_TO DO:_
#1 For the column about Shatter and the whistleblower, decide whether each statement agrees with it, answering yes or no and quoting the words that settle it: (a) Connolly was appointed by Shatter in 2011; (b) Niall Collins was the first TD to relate lines from the transcript; (c) the confidential recipient office was set up after the Morris Tribunal.
#2 Write out the column about Shatter and the whistleblower from "The line was" up to and including "Shatter’s campaign fund.", substituting "Morris inquiry" for "Morris Tribunal".
#3 Resume the column about Shatter and the whistleblower, picking up right after its final sentence.

MICHAEL CLIFFORD: Strange tale of Shatter and whistleblower

I’LL tell you something, Maurice — and this is just personal advice to you — if Shatter thinks you’re screwing him, you’re finished.” So went a line read into the record of the Dáil last Wednesday by Fianna Fáil leader, Micheál Martin.

The line was taken from what Martin said was the transcript of a conversation between garda whistleblower Maurice McCabe, and a Mr Oliver Connolly, who was appointed to receive information from garda whistleblowers. Connolly is the holder of the office known as the ‘confidential recipient’.

This office was set up in the wake of the Morris Tribunal into garda corruption in Donegal. It was designed to be a route through which officers who had concerns about malpractice or corruption in the force could make their complaints, secure in the knowledge that their identity would be protected. Connolly was appointed by Shatter in 2011. In a previous election campaign, Connolly contributed €1,000 to Shatter’s campaign fund.

Enda Kenny has ordered an investigation into the transcript. Three TDs have now related lines under privilege from what they say is the transcript. Mick Wallace did so on February 5, with Fianna Fáil’s Niall Collins adding to that last Tuesday, followed by Martin.

The veracity or otherwise of the transcript has yet to be established. But the line above is typical of what has been revealed. Wallace related another line of similar character, alleging that it was also spoken by Connolly. “If Shatter thinks ‘here’s this guy again, trying another route, trying to put on pressure’, he’ll go after you“.

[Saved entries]
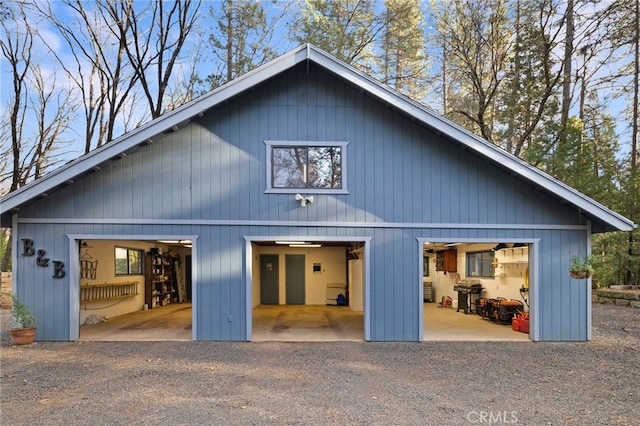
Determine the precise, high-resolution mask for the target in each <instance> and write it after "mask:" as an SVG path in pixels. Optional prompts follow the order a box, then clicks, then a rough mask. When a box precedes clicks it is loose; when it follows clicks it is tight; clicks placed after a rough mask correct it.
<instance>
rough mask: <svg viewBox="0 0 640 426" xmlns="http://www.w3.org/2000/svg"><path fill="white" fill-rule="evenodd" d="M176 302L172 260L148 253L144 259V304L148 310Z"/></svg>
mask: <svg viewBox="0 0 640 426" xmlns="http://www.w3.org/2000/svg"><path fill="white" fill-rule="evenodd" d="M177 301H178V285H177V281H176V271H175V267H174V259H173V258H172V257H171V256H162V255H160V254H156V253H148V254H147V256H146V259H145V289H144V303H146V305H147V307H148V308H149V309H153V308H158V307H160V306H166V305H168V304H170V303H175V302H177Z"/></svg>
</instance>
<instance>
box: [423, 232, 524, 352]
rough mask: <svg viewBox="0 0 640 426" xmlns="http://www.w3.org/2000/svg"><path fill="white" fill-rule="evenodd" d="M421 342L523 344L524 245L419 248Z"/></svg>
mask: <svg viewBox="0 0 640 426" xmlns="http://www.w3.org/2000/svg"><path fill="white" fill-rule="evenodd" d="M422 254H423V267H422V270H423V278H422V285H423V303H424V305H423V306H424V310H423V313H424V316H423V318H424V319H423V321H424V340H469V341H472V340H484V341H486V340H529V322H530V318H529V312H530V297H529V264H530V262H529V245H528V244H525V243H519V242H508V243H497V242H496V243H494V242H492V243H484V242H482V243H464V242H452V243H432V242H425V243H423V244H422Z"/></svg>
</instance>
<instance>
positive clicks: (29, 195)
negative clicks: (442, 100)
mask: <svg viewBox="0 0 640 426" xmlns="http://www.w3.org/2000/svg"><path fill="white" fill-rule="evenodd" d="M306 61H310V62H313V63H314V64H317V65H318V66H320V67H322V68H324V69H326V70H327V71H329V72H331V73H333V74H335V75H337V76H339V77H340V78H343V79H344V80H346V81H348V82H350V84H352V85H353V86H355V87H358V88H360V89H361V90H362V91H363V93H367V94H369V95H370V96H372V97H375V98H377V99H379V100H380V101H382V102H384V103H386V104H387V105H389V106H390V107H393V108H395V109H396V110H398V111H400V112H402V113H404V114H407V115H409V116H411V117H412V118H413V119H415V120H416V121H417V122H421V123H423V124H424V125H426V126H429V127H431V128H433V129H435V130H436V131H437V132H438V133H440V134H442V135H443V136H445V137H447V138H449V139H451V140H455V141H456V142H457V143H460V144H462V145H464V146H466V147H467V148H468V149H469V150H470V151H473V152H475V153H477V154H478V155H480V156H483V157H485V158H487V159H488V160H490V161H492V162H495V163H498V164H500V165H502V167H504V168H505V169H507V170H509V171H510V173H511V174H512V175H514V176H517V177H519V178H521V179H523V180H525V181H528V182H530V183H531V184H532V185H533V186H536V187H539V188H540V189H541V190H545V191H547V192H549V193H550V194H551V195H553V196H555V197H556V198H558V199H560V200H561V201H563V202H566V203H568V204H570V205H573V206H574V207H575V208H576V209H579V210H581V211H582V212H583V213H585V214H587V215H588V216H590V217H591V218H592V220H596V221H599V222H601V224H602V225H603V227H602V228H603V229H604V230H607V231H613V230H620V231H630V230H631V229H633V228H634V227H635V226H636V225H635V224H634V223H633V221H631V220H629V219H627V218H626V217H624V216H622V215H620V214H618V213H616V212H614V211H613V210H611V209H609V208H607V207H606V206H604V205H602V204H601V203H599V202H597V201H595V200H593V199H592V198H590V197H588V196H586V195H584V194H582V193H580V192H579V191H577V190H576V189H574V188H572V187H570V186H569V185H566V184H565V183H563V182H561V181H559V180H557V179H555V178H553V177H552V176H550V175H549V174H547V173H545V172H543V171H541V170H539V169H538V168H536V167H534V166H532V165H530V164H529V163H527V162H525V161H523V160H521V159H519V158H518V157H516V156H514V155H512V154H510V153H508V152H506V151H505V150H503V149H501V148H499V147H498V146H496V145H494V144H492V143H490V142H488V141H486V140H484V139H482V138H480V137H478V136H477V135H475V134H473V133H472V132H470V131H468V130H466V129H464V128H462V127H461V126H458V125H457V124H455V123H453V122H452V121H450V120H447V119H446V118H444V117H442V116H440V115H438V114H436V113H434V112H432V111H430V110H429V109H428V108H426V107H424V106H423V105H421V104H419V103H417V102H414V101H412V100H411V99H409V98H407V97H406V96H403V95H401V94H399V93H398V92H396V91H394V90H392V89H390V88H389V87H387V86H385V85H383V84H382V83H380V82H378V81H377V80H375V79H373V78H371V77H369V76H367V75H366V74H364V73H362V72H361V71H359V70H357V69H355V68H353V67H352V66H350V65H348V64H346V63H344V62H342V61H340V60H338V59H337V58H335V57H333V56H331V55H329V54H328V53H326V52H324V51H322V50H320V49H318V48H317V47H315V46H313V45H310V44H306V45H302V46H300V47H298V48H296V49H294V50H292V51H290V52H288V53H286V54H284V55H282V56H280V57H279V58H277V59H274V60H273V61H271V62H269V63H267V64H265V65H263V66H261V67H259V68H256V69H255V70H253V71H250V72H249V73H247V74H245V75H243V76H241V77H239V78H237V79H235V80H233V81H231V82H229V83H227V84H224V85H223V86H220V87H218V88H217V89H214V90H212V91H211V92H209V93H207V94H205V95H203V96H201V97H199V98H197V99H195V100H193V101H191V102H189V103H187V104H185V105H183V106H181V107H179V108H177V109H175V110H173V111H170V112H168V113H166V114H164V115H162V116H161V117H158V118H157V119H155V120H153V121H151V122H149V123H147V124H145V125H143V126H141V127H139V128H137V129H135V130H133V131H130V132H129V133H126V134H124V135H122V136H121V137H119V138H117V139H115V140H113V141H111V142H110V143H108V144H106V145H104V146H102V147H101V148H98V149H96V150H94V151H92V152H90V153H88V154H86V155H84V156H82V157H79V158H78V159H76V160H74V161H71V162H69V163H67V164H66V165H64V166H62V167H60V168H58V169H56V170H54V171H52V172H50V173H48V174H46V175H45V176H43V177H42V178H40V179H38V180H36V181H33V182H31V183H30V184H28V185H26V186H24V187H22V188H20V189H19V190H17V191H14V192H12V193H10V194H8V195H6V196H5V197H3V198H2V199H0V208H1V211H2V223H3V224H8V223H10V222H11V218H10V215H11V214H12V212H13V211H17V210H19V208H20V206H21V205H23V204H25V203H28V202H30V201H31V200H33V199H34V198H37V197H40V196H44V195H46V194H47V193H48V192H50V191H52V190H53V189H55V188H57V187H59V186H63V185H67V184H70V183H72V182H73V181H74V179H77V177H78V176H80V175H82V174H85V173H87V172H88V171H91V170H96V169H99V168H100V167H101V165H104V164H107V163H109V162H110V161H112V160H113V159H115V158H118V157H121V156H124V155H126V153H127V152H130V151H131V150H135V149H137V148H138V147H140V146H143V145H145V144H149V143H153V141H154V139H155V138H159V137H161V136H162V135H163V133H164V132H166V131H167V130H170V129H174V130H177V129H178V128H180V127H183V126H184V125H186V124H188V123H189V122H190V120H191V119H192V117H196V116H199V115H202V114H204V112H205V111H207V110H208V109H210V108H212V107H214V106H216V105H219V104H220V103H222V102H224V101H225V100H228V99H230V98H232V97H234V96H236V95H238V94H241V93H242V92H244V91H246V90H249V89H251V88H252V87H254V86H256V85H258V84H261V83H264V82H266V81H267V80H269V79H270V78H272V77H274V76H276V75H278V74H280V73H282V72H285V71H287V70H289V69H291V68H293V67H295V66H296V65H298V64H301V63H304V62H306Z"/></svg>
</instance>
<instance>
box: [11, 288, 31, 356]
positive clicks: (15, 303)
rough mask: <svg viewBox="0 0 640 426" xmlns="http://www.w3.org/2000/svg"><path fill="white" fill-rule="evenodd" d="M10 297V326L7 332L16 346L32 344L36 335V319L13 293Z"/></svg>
mask: <svg viewBox="0 0 640 426" xmlns="http://www.w3.org/2000/svg"><path fill="white" fill-rule="evenodd" d="M9 296H10V297H11V325H10V327H9V331H10V332H11V337H12V338H13V343H14V344H16V345H29V344H31V343H33V339H34V338H35V335H36V326H35V324H36V318H35V317H34V316H33V314H32V313H31V311H30V310H29V308H28V307H27V306H26V305H25V304H24V303H22V302H21V301H20V299H18V296H16V295H15V294H13V293H9Z"/></svg>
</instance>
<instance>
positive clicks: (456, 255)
mask: <svg viewBox="0 0 640 426" xmlns="http://www.w3.org/2000/svg"><path fill="white" fill-rule="evenodd" d="M436 271H444V272H458V251H457V250H441V251H439V252H436Z"/></svg>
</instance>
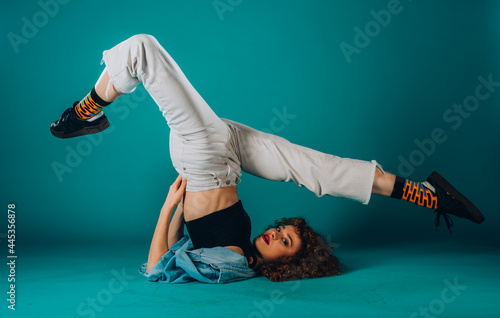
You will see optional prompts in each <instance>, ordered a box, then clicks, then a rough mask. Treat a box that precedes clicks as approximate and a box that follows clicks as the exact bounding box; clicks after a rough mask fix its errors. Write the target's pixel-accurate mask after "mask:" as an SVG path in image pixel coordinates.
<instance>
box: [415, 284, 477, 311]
mask: <svg viewBox="0 0 500 318" xmlns="http://www.w3.org/2000/svg"><path fill="white" fill-rule="evenodd" d="M443 283H444V284H445V285H446V287H444V288H443V289H442V290H441V293H440V294H439V297H436V298H434V299H433V300H431V301H430V302H429V304H428V305H427V306H425V307H420V308H419V309H418V312H416V311H414V312H412V313H411V315H410V317H409V318H416V317H425V318H436V316H439V315H441V314H442V313H443V312H444V311H445V310H446V306H447V305H450V304H451V303H453V302H454V301H456V300H457V297H458V296H460V295H461V294H462V292H463V291H464V290H466V289H467V287H468V286H467V285H460V284H459V283H458V277H455V278H454V279H453V283H452V282H450V281H449V280H448V279H445V280H443Z"/></svg>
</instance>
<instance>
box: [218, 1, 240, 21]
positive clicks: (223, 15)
mask: <svg viewBox="0 0 500 318" xmlns="http://www.w3.org/2000/svg"><path fill="white" fill-rule="evenodd" d="M242 2H243V0H224V1H223V0H214V1H213V2H212V5H213V7H214V9H215V12H216V13H217V16H218V17H219V20H220V22H224V14H226V13H227V12H233V11H234V9H235V8H236V7H238V6H239V5H240V4H241V3H242Z"/></svg>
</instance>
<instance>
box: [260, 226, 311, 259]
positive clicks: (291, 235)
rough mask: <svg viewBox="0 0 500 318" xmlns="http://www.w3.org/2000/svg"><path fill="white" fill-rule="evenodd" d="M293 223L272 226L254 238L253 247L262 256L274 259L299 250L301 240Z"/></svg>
mask: <svg viewBox="0 0 500 318" xmlns="http://www.w3.org/2000/svg"><path fill="white" fill-rule="evenodd" d="M296 230H297V228H296V227H295V226H293V225H286V226H279V227H277V228H272V229H269V230H267V231H265V232H264V233H262V234H261V235H259V236H257V237H256V238H254V240H253V242H254V244H255V248H256V249H257V250H258V251H259V253H260V255H261V256H262V258H264V259H265V260H267V261H274V260H276V259H278V258H280V257H282V256H293V255H294V254H295V253H296V252H298V251H299V249H300V245H301V243H302V242H301V240H300V237H299V235H298V234H297V233H296Z"/></svg>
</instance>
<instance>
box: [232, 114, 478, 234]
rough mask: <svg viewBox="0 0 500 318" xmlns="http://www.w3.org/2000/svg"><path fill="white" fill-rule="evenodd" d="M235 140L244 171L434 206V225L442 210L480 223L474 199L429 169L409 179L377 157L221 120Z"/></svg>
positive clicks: (329, 190) (347, 196)
mask: <svg viewBox="0 0 500 318" xmlns="http://www.w3.org/2000/svg"><path fill="white" fill-rule="evenodd" d="M223 120H224V121H225V122H226V123H227V124H228V125H229V126H230V127H231V131H232V134H231V135H232V138H234V139H235V142H234V143H235V144H237V145H238V151H239V152H238V158H239V160H240V161H241V168H242V170H243V171H245V172H248V173H250V174H253V175H255V176H258V177H261V178H265V179H268V180H275V181H285V182H288V181H293V182H294V183H296V184H297V185H299V186H304V187H306V188H308V189H309V190H311V191H312V192H314V193H315V194H316V195H317V196H322V195H325V194H326V195H330V196H336V197H345V198H350V199H353V200H356V201H359V202H361V203H363V204H368V202H369V200H370V197H371V194H378V195H383V196H387V197H391V198H396V199H403V200H406V201H408V202H412V203H415V204H417V205H420V206H423V207H426V208H429V209H432V210H435V211H436V212H437V217H436V226H438V225H439V219H440V217H441V216H443V217H444V219H445V221H446V224H447V225H448V228H449V227H450V226H451V225H452V222H451V219H450V218H449V217H448V216H447V215H446V213H449V214H453V215H456V216H458V217H462V218H466V219H469V220H471V221H473V222H476V223H482V222H483V221H484V217H483V215H482V214H481V212H480V211H479V210H478V209H477V207H476V206H474V204H472V202H470V201H469V200H468V199H467V198H465V197H464V196H463V195H462V194H461V193H460V192H458V191H457V190H456V189H455V188H454V187H452V186H451V184H449V183H448V182H447V181H446V180H445V179H444V178H443V177H441V176H440V175H439V174H437V173H436V172H433V173H432V174H431V175H430V176H429V177H428V178H427V181H425V182H413V181H410V180H406V179H403V178H401V177H399V176H396V175H393V174H390V173H388V172H386V171H384V170H382V167H381V166H380V165H378V164H377V163H376V162H375V161H372V162H369V161H362V160H356V159H349V158H341V157H337V156H334V155H330V154H326V153H322V152H319V151H316V150H314V149H311V148H307V147H303V146H300V145H297V144H293V143H291V142H289V141H288V140H286V139H284V138H281V137H278V136H275V135H272V134H268V133H264V132H261V131H258V130H255V129H253V128H251V127H248V126H245V125H242V124H240V123H237V122H233V121H230V120H226V119H223Z"/></svg>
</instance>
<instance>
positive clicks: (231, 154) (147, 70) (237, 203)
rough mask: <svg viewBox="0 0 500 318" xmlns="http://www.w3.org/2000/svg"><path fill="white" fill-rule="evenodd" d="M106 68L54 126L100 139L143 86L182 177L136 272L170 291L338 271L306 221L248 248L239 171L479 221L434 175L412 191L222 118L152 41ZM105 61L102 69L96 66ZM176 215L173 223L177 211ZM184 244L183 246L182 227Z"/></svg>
mask: <svg viewBox="0 0 500 318" xmlns="http://www.w3.org/2000/svg"><path fill="white" fill-rule="evenodd" d="M102 62H104V63H105V64H106V68H105V69H104V71H103V73H102V74H101V76H100V78H99V80H98V81H97V83H96V84H95V86H94V88H93V89H92V90H91V92H90V93H89V94H88V95H87V96H86V97H85V98H84V99H83V100H82V101H80V102H75V103H74V104H73V107H70V108H68V109H67V110H66V111H65V112H64V113H63V115H62V116H61V118H60V119H59V120H57V121H55V122H54V123H52V125H51V128H50V129H51V132H52V134H53V135H54V136H56V137H59V138H72V137H77V136H82V135H86V134H92V133H98V132H100V131H103V130H104V129H106V128H107V127H108V126H109V121H108V120H107V118H106V116H105V115H104V113H103V112H102V109H103V108H104V107H105V106H107V105H109V104H110V103H111V102H113V101H114V100H115V99H117V98H118V97H119V96H120V95H122V94H124V93H131V92H133V91H134V90H135V88H136V87H137V85H138V84H139V83H141V82H142V83H143V85H144V87H145V88H146V90H147V91H148V92H149V94H150V95H151V97H152V98H153V99H154V100H155V102H156V103H157V104H158V106H159V108H160V110H161V111H162V113H163V115H164V117H165V119H166V120H167V123H168V125H169V127H170V156H171V159H172V163H173V165H174V167H175V169H176V170H177V172H178V173H179V177H178V178H177V180H176V181H175V183H174V184H173V185H172V186H171V187H170V191H169V194H168V196H167V199H166V201H165V205H164V206H163V208H162V211H161V213H160V217H159V220H158V224H157V227H156V230H155V233H154V236H153V240H152V243H151V249H150V253H149V257H148V263H147V266H144V267H143V268H141V273H143V274H144V275H145V276H147V277H149V278H150V280H162V281H166V282H185V281H191V280H198V281H202V282H210V283H213V282H219V283H220V282H228V281H233V280H238V279H244V278H248V277H252V276H255V275H256V274H257V273H262V274H263V275H265V276H266V277H268V278H269V279H271V280H273V281H281V280H289V279H297V278H307V277H320V276H331V275H335V274H339V273H341V268H340V266H339V262H338V260H337V258H336V257H335V256H333V255H332V250H331V249H330V248H329V247H328V246H327V244H325V243H324V240H323V239H322V238H321V237H320V236H319V235H318V234H316V233H315V232H313V231H312V229H311V228H310V227H309V226H308V225H307V224H306V223H305V221H304V220H303V219H300V218H299V219H297V218H294V219H283V220H282V221H281V222H277V224H276V226H274V227H270V228H269V229H268V230H267V231H266V232H264V233H263V234H262V235H260V236H258V237H257V238H255V239H254V240H253V242H250V230H251V228H250V219H249V217H248V215H247V213H246V212H245V210H244V208H243V205H242V202H241V201H240V200H239V199H238V193H237V184H238V183H239V182H240V177H241V170H243V171H246V172H248V173H251V174H253V175H256V176H259V177H262V178H265V179H269V180H276V181H286V182H288V181H293V182H295V183H296V184H297V185H299V186H303V187H306V188H308V189H309V190H310V191H313V192H314V193H315V194H316V195H317V196H322V195H325V194H327V195H330V196H337V197H346V198H350V199H353V200H356V201H359V202H361V203H363V204H368V202H369V200H370V197H371V194H372V193H373V194H378V195H383V196H389V197H393V198H397V199H403V200H406V201H409V202H413V203H415V204H418V205H421V206H424V207H427V208H430V209H433V210H435V212H436V213H437V217H436V221H435V224H436V228H437V226H438V225H439V220H440V216H443V217H444V219H445V221H446V224H447V226H448V228H450V227H451V226H452V222H451V219H450V218H449V216H448V215H447V214H453V215H456V216H458V217H462V218H467V219H469V220H471V221H474V222H476V223H481V222H483V220H484V217H483V216H482V214H481V212H479V210H478V209H477V208H476V207H475V206H474V205H473V204H472V203H471V202H470V201H469V200H467V199H466V198H465V197H464V196H463V195H462V194H460V192H458V191H457V190H456V189H455V188H453V187H452V186H451V185H450V184H449V183H448V182H447V181H446V180H445V179H444V178H442V177H441V176H440V175H439V174H437V173H435V172H434V173H432V174H431V175H430V176H429V177H428V178H427V181H426V182H413V181H410V180H406V179H403V178H401V177H399V176H395V175H393V174H390V173H387V172H385V171H383V170H382V168H381V167H380V165H378V164H377V162H375V161H372V162H367V161H361V160H354V159H348V158H340V157H337V156H333V155H330V154H325V153H321V152H318V151H315V150H313V149H310V148H306V147H302V146H299V145H296V144H292V143H290V142H289V141H287V140H285V139H283V138H281V137H278V136H275V135H271V134H267V133H264V132H260V131H257V130H255V129H252V128H250V127H248V126H245V125H242V124H240V123H237V122H233V121H230V120H227V119H220V118H219V117H217V116H216V114H215V113H214V112H213V111H212V109H211V108H210V107H209V106H208V105H207V103H206V102H205V101H204V100H203V98H202V97H201V96H200V95H199V94H198V93H197V92H196V90H195V89H194V88H193V87H192V86H191V84H190V83H189V81H188V80H187V79H186V77H185V76H184V74H183V73H182V71H181V70H180V68H179V67H178V66H177V64H176V63H175V61H174V60H173V59H172V58H171V57H170V55H169V54H168V53H167V52H166V51H165V50H164V49H163V47H162V46H161V45H160V44H159V43H158V41H157V40H156V39H155V38H154V37H152V36H150V35H145V34H139V35H135V36H133V37H131V38H129V39H127V40H125V41H123V42H121V43H119V44H118V45H116V46H115V47H113V48H111V49H110V50H106V51H104V52H103V61H102ZM102 62H101V64H102ZM177 205H179V208H180V209H178V210H177V211H176V213H175V214H174V216H173V218H172V220H171V222H170V219H171V217H172V214H173V211H174V209H175V207H176V206H177ZM184 222H185V223H186V227H187V230H188V233H189V236H184V237H183V235H182V234H183V225H184Z"/></svg>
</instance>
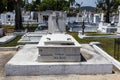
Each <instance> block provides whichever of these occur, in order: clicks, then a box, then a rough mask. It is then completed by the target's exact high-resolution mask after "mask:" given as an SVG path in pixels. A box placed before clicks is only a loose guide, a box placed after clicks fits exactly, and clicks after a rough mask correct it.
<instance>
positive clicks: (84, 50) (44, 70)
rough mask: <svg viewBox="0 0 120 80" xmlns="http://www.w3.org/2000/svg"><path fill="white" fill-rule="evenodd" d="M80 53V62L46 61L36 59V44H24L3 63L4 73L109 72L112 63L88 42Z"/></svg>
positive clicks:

_SOLVED TASKS:_
#1
(a) Yes: "Connolly was appointed by Shatter in 2011."
(b) No: "Mick Wallace did so on February 5, with Fianna Fáil’s Niall Collins adding to that last Tuesday, followed by Martin."
(c) Yes: "This office was set up in the wake of the Morris Tribunal into garda corruption in Donegal."

#2
The line was taken from what Martin said was the transcript of a conversation between garda whistleblower Maurice McCabe, and a Mr Oliver Connolly, who was appointed to receive information from garda whistleblowers. Connolly is the holder of the office known as the ‘confidential recipient’.

This office was set up in the wake of the Morris inquiry into garda corruption in Donegal. It was designed to be a route through which officers who had concerns about malpractice or corruption in the force could make their complaints, secure in the knowledge that their identity would be protected. Connolly was appointed by Shatter in 2011. In a previous election campaign, Connolly contributed €1,000 to Shatter’s campaign fund.

#3
Wallace added his own lines: “He’ll go after you? Our minister for justice? What is going on?”

Last Tuesday, when faced with Collins contribution, Shatter told the Dáil he never threatened anybody. However, if the transcript is a true and accurate account of the alleged conversation, what it does reveal is that Shatter’s acquaintance was offering an opinion of how Shatter would react in a particular situation.

Irrespective of what Connolly may or may not have said, it’s worth examining how Shatter conducted himself in relation to the whistleblower.

The conversation between McCabe and Connolly is alleged to have taken place on February 9, 2012. Later that year, McCabe attempted to bring abuses in the penalty points system to the attention of the minister for justice and the Taoiseach. He had no luck.

Then he approached a number of independent TDs, as he was legally entitled — arguably obliged — to do. They publicised the complaints, and, under pressure, Shatter ordered an internal garda inquiry in November 2012.

From that moment on Shatter gave little or no solace to McCabe the whistleblower, who was putting his career on the line.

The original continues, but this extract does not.